▶ [Work to be completed]
Can you rewrite the records below as a two-column CSV with the headers "prompt" and "response", one row per record, putting each record's text under "prompt" and its answer under "response", with every field in double quotes and any line breaks turned into spaces?

**** Data supplied ****

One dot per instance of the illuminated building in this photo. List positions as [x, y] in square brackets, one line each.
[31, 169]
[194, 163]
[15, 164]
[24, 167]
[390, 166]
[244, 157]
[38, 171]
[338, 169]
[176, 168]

****

▶ [Written answer]
prompt,response
"One dot per instance of the illuminated building in this photo. List positions as [x, y] in square brackets, one line each.","[31, 169] [194, 163] [15, 164] [24, 167] [390, 166] [244, 157] [38, 171] [338, 169] [176, 168]"